Excerpt provided -
☆ ☆ ☆ ☆
The Fish and Game Commission also plans a special hunt outside a regular wolf season. Those tickets would be offered to the highest bidder or in a lottery.
The commission approved the plan Thursday at a hastily called special meeting on a package of changes that now must be approved by the Legislature.
Federal delisting may come as soon as this month.
PENNSYLVANIA
50-vehicle crash kills 1 person
ERIE — A chain-reaction crash on a snowy interstate highway involving about 50 vehicles, including an ambulance carrying patients, killed one person Thursday, officials said.
A 10-mile stretch of Interstate 90 was closed for hours in both directions after the early afternoon accident.
Several people were slightly injured, authorities said.
Among the vehicles involved were several tractor-trailers and tanker trucks.
☆ ☆ ☆ ☆
Information given -
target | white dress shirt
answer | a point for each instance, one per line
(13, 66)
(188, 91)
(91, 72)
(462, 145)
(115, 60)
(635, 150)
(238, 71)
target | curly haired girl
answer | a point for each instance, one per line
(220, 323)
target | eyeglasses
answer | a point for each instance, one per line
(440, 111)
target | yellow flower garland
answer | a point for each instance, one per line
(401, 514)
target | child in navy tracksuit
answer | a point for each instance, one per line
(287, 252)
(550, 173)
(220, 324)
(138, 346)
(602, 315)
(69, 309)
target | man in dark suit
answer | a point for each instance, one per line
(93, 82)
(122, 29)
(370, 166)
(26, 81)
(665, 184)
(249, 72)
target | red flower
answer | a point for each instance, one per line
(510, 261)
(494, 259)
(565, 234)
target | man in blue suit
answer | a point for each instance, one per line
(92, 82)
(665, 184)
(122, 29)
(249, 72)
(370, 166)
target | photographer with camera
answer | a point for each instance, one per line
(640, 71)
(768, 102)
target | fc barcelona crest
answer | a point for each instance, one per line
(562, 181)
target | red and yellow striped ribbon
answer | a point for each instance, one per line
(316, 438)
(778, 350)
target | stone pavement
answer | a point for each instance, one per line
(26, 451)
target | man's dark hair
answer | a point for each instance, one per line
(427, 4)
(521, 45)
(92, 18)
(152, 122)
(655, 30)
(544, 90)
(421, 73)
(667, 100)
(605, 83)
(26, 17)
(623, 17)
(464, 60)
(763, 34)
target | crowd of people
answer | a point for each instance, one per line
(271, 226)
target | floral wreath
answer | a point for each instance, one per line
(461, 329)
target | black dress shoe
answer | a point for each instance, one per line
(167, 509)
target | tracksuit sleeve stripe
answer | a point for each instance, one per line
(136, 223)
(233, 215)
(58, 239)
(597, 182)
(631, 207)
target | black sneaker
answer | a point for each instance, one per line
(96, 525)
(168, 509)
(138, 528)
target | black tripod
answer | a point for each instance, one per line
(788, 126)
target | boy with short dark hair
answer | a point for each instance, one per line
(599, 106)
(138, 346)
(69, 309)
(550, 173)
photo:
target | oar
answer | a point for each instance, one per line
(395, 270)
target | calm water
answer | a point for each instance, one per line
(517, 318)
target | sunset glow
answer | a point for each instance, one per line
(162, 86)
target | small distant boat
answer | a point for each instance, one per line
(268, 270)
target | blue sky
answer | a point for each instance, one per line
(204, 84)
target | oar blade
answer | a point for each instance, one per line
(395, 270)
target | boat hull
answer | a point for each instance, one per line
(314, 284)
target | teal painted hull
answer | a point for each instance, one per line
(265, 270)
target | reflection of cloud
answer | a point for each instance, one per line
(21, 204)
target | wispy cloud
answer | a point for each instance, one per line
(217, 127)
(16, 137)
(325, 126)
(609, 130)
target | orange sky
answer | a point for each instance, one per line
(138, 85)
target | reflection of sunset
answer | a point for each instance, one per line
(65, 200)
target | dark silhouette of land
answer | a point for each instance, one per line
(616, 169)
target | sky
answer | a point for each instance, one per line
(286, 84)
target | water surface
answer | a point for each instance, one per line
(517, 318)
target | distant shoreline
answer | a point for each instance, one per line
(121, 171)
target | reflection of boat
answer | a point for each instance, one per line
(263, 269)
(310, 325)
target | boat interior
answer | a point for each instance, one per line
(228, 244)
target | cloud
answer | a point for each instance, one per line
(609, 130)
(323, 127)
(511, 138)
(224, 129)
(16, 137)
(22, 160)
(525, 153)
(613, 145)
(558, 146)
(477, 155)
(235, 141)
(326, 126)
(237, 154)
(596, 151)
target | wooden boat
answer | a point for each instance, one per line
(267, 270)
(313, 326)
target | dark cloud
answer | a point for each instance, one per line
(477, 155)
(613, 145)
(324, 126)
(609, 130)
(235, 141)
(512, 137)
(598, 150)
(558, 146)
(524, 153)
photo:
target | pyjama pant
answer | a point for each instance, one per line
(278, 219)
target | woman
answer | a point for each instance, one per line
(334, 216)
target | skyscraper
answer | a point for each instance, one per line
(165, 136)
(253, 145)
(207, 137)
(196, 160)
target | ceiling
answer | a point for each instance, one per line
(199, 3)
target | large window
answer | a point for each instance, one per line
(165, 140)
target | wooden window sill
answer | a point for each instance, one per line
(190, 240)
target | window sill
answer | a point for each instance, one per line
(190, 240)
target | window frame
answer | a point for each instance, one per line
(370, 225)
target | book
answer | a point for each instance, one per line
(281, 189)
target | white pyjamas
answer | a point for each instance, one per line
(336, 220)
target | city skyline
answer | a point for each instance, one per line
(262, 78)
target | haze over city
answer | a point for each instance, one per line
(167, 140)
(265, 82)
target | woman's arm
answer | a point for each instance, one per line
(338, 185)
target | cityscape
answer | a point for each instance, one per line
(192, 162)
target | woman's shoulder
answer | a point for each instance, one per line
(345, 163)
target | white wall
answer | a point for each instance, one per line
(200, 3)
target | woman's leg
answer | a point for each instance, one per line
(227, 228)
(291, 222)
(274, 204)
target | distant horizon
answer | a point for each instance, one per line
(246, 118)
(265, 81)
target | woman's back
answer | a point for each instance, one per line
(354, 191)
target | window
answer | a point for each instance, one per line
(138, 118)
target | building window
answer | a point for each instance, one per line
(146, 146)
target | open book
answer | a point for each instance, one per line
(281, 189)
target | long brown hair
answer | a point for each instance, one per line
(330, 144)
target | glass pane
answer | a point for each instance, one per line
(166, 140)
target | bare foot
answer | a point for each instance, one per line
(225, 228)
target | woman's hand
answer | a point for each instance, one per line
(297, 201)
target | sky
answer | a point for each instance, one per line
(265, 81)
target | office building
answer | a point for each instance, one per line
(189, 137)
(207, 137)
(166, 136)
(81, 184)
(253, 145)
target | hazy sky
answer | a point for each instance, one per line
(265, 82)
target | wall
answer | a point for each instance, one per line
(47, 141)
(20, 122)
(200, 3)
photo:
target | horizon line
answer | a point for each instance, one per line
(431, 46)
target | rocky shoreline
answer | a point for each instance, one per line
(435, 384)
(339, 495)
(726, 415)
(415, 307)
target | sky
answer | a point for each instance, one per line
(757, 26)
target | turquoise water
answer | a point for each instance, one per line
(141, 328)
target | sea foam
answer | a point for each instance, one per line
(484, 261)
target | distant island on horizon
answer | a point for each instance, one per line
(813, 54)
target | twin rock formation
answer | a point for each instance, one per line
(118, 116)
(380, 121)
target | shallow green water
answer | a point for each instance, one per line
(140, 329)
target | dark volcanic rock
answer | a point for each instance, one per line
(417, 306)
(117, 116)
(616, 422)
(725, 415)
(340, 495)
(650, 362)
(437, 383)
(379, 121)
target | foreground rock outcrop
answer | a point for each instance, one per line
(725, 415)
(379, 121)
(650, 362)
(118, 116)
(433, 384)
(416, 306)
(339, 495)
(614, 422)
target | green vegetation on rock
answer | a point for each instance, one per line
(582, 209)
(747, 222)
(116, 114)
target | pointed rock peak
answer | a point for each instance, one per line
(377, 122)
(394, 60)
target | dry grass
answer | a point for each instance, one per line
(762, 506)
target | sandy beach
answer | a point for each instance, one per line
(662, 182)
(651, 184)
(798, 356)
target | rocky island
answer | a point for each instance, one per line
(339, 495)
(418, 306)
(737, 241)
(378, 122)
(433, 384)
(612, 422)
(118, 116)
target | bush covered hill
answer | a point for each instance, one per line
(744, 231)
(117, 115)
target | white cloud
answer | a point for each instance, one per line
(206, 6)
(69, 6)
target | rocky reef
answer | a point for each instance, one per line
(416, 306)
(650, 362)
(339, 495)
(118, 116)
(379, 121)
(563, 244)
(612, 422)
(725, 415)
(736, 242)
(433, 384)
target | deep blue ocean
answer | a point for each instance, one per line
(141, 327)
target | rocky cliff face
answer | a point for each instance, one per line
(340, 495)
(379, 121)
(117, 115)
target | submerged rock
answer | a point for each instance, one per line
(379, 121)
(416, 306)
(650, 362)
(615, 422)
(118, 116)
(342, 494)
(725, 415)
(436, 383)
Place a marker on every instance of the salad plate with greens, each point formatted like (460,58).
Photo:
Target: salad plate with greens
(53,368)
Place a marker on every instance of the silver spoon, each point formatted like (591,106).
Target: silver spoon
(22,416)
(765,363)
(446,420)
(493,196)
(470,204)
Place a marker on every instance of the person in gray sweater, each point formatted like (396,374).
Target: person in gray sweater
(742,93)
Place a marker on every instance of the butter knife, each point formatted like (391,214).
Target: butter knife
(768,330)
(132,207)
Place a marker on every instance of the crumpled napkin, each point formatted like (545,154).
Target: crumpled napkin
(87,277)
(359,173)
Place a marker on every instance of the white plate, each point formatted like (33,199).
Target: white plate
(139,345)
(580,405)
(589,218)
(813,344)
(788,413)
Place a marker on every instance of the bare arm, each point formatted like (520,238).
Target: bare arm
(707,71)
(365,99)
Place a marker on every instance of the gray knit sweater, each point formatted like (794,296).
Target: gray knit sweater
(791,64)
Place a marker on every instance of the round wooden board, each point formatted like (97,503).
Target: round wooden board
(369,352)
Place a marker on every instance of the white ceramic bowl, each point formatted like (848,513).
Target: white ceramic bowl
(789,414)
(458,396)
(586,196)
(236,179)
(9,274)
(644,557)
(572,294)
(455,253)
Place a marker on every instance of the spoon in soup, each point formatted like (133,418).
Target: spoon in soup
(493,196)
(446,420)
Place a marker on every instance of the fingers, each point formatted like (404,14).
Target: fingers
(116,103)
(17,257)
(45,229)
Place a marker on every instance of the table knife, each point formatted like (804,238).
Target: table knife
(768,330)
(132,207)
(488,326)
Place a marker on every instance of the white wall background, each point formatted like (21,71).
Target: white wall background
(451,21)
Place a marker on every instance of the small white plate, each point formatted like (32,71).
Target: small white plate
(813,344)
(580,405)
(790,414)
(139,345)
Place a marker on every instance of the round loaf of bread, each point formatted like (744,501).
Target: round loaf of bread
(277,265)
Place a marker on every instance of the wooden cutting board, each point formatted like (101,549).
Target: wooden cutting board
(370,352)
☆ ☆ ☆ ☆
Required work - In the news briefs above, rewrite the paragraph beginning "ERIE — A chain-reaction crash" as a short bulleted list that keeps its main facts.

Solution to the problem -
- Dateline: Erie
- A chain-reaction crash on a snowy interstate highway involved about 50 vehicles.
- One of the vehicles was an ambulance carrying patients.
- Officials said the crash killed one person on Thursday.